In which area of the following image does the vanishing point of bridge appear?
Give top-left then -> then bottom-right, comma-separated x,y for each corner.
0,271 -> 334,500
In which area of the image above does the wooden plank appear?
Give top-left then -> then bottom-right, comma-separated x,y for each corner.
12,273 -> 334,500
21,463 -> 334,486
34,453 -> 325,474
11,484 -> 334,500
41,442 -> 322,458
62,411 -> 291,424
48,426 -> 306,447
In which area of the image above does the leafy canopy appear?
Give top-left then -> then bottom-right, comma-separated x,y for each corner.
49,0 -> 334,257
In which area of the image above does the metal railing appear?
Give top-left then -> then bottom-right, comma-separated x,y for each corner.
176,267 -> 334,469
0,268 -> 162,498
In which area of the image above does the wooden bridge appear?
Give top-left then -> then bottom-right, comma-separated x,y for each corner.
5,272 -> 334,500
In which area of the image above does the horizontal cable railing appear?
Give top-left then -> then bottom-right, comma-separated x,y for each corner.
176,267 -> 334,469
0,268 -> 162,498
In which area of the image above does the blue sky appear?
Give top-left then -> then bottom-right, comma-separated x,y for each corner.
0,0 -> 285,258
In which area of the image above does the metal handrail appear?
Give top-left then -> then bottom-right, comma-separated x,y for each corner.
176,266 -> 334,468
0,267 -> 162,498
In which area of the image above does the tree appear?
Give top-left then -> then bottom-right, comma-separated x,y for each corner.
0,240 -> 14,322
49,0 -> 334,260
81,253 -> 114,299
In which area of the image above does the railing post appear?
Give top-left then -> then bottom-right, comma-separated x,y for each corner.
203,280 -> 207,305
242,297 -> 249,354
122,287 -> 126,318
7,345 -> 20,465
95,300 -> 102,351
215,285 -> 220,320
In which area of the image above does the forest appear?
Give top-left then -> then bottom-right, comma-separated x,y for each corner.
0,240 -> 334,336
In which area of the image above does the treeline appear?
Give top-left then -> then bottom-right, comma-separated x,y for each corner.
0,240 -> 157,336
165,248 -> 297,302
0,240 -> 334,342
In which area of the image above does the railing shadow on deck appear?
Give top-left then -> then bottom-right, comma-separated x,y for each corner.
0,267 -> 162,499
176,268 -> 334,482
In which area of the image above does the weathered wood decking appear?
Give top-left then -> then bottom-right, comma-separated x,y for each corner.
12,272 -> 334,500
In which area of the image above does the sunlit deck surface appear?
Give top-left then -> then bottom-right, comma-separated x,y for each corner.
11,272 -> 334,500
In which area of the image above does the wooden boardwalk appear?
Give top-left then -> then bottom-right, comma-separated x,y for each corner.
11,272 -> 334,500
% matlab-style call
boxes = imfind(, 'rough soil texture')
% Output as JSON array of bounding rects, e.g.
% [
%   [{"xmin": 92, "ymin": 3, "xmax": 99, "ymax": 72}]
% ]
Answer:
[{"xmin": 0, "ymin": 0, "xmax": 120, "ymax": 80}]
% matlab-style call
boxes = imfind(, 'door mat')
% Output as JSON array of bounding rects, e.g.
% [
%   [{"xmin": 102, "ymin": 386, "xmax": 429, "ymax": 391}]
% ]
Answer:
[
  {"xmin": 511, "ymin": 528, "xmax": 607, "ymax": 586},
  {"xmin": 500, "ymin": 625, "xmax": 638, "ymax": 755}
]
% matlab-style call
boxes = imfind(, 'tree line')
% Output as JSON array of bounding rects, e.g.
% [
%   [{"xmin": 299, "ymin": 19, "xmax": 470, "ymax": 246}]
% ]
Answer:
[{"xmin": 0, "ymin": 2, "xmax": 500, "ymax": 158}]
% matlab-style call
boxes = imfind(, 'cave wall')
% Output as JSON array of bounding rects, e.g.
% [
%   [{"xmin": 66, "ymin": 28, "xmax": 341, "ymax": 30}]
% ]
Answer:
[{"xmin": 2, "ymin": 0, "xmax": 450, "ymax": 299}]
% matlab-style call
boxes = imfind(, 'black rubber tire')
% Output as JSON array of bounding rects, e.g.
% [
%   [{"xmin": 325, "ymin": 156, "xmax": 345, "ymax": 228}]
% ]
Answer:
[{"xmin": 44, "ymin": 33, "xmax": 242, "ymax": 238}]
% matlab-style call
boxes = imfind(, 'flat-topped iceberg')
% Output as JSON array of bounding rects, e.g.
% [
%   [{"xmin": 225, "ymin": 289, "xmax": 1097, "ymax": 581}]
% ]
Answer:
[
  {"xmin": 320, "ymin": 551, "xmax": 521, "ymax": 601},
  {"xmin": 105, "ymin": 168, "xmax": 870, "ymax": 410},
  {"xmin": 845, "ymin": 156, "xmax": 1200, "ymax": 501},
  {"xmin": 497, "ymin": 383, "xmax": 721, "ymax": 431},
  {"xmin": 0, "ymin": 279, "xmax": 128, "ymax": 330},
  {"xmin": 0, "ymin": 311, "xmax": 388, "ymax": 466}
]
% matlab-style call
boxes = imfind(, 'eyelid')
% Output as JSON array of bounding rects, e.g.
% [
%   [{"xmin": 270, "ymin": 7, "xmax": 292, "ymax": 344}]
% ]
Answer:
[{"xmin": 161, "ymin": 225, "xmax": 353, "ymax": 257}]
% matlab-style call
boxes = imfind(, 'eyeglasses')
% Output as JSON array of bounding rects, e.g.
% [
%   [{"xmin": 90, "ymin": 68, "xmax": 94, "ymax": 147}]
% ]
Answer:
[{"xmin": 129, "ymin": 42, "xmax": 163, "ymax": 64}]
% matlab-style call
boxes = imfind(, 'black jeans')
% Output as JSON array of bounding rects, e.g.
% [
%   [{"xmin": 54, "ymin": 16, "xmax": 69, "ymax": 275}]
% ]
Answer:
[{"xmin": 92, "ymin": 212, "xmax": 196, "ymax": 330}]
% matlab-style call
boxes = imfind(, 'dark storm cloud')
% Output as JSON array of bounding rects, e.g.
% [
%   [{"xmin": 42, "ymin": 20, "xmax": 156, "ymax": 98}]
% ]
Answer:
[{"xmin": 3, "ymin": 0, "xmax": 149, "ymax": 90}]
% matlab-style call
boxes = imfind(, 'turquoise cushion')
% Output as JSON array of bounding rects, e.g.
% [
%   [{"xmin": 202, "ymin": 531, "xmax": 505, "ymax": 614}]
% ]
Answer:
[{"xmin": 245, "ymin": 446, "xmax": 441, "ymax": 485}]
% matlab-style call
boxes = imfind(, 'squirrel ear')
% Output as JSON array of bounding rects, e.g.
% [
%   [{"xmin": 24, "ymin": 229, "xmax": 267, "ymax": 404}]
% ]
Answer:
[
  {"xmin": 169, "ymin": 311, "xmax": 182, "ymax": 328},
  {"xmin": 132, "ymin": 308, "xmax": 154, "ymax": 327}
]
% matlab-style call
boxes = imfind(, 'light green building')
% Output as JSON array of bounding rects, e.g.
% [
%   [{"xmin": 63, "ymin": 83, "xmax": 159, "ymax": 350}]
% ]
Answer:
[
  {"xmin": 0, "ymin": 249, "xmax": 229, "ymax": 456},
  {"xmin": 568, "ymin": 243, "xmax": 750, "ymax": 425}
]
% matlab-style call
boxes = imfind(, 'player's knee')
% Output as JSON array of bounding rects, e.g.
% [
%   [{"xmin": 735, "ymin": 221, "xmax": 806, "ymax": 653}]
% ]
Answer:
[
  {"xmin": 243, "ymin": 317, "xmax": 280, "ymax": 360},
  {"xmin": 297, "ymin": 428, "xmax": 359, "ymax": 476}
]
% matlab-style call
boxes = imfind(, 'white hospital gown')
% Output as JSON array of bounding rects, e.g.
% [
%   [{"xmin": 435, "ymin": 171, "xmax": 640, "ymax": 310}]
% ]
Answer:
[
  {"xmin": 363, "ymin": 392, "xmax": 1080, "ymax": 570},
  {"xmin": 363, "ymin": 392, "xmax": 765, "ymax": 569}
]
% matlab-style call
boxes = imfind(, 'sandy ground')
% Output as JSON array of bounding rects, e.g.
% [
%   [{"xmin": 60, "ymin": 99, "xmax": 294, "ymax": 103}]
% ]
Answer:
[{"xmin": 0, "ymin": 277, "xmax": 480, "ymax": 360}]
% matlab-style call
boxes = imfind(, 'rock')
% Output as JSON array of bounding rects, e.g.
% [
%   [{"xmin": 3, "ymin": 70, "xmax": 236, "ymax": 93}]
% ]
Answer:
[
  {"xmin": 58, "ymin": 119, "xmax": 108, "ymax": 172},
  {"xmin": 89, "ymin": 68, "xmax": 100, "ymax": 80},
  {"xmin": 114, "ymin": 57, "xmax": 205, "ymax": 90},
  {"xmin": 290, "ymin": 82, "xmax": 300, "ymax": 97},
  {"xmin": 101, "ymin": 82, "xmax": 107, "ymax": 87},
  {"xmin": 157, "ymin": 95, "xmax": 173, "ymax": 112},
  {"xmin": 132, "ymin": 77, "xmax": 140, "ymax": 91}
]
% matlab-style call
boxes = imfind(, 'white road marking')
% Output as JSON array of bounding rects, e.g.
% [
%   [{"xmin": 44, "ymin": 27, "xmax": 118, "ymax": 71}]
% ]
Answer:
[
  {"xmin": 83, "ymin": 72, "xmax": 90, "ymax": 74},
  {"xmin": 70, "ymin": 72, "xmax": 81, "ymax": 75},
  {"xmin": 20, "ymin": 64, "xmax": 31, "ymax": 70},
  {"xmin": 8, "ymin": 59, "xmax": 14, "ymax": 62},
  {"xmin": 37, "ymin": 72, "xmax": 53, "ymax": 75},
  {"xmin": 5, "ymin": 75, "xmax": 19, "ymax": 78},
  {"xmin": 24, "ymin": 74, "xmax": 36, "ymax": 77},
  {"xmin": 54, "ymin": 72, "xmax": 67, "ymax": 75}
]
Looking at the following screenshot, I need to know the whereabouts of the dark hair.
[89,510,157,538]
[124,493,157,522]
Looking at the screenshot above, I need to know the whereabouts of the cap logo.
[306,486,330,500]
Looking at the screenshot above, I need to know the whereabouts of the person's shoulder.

• Written exercise: Please arrange the records as a numbered list, beginning at their first line and stopping after the line that contains "81,253 -> 114,299", with both of those lines included. Leave out any blank lines.

• Written solution:
1. In which area of the following image does the vanishing point of bridge appear?
2. Give top-left then -> then bottom-right, comma-separated x,y for each corner.
3. 0,271 -> 334,500
4. In which area of the image above does the wooden plank appear?
5. Give top-left then -> then bottom-right, comma-separated x,y for each corner.
6. 12,273 -> 334,500
7. 21,463 -> 334,486
8. 34,453 -> 325,474
9. 11,484 -> 334,500
10. 41,442 -> 322,458
11. 62,411 -> 291,424
12. 48,426 -> 306,447
13. In which area of the image above does the leafy canopy appear?
14. Give top-left then -> then bottom-right, comma-separated x,y for each corner.
15. 49,0 -> 334,257
16. In which area of the image above does the metal railing appear?
17. Give top-left then -> then bottom-right, comma-separated x,y for each corner.
18. 176,267 -> 334,469
19. 0,268 -> 162,498
20. In which area of the image above does the wooden bridge appear?
21. Give top-left then -> then bottom-right, comma-separated x,y for each corner.
22. 5,272 -> 334,500
23. In which area of the image above does the horizontal cable railing appear?
24. Give top-left then -> then bottom-right, comma-separated x,y for each corner.
25. 176,267 -> 334,469
26. 0,268 -> 162,498
27. In which area of the image above does the blue sky appear?
28. Give top-left then -> then bottom-right, comma-separated x,y for each corner.
29. 0,0 -> 285,258
30. In which area of the image above does the metal handrail appear?
31. Give top-left then -> then bottom-right, comma-separated x,y for each corner.
32. 176,266 -> 334,468
33. 0,267 -> 162,498
34. In which area of the image above does the tree appear?
35. Give top-left then -> then bottom-right, comma-separated x,y for each corner.
36. 0,240 -> 14,322
37. 49,0 -> 334,260
38. 81,253 -> 114,299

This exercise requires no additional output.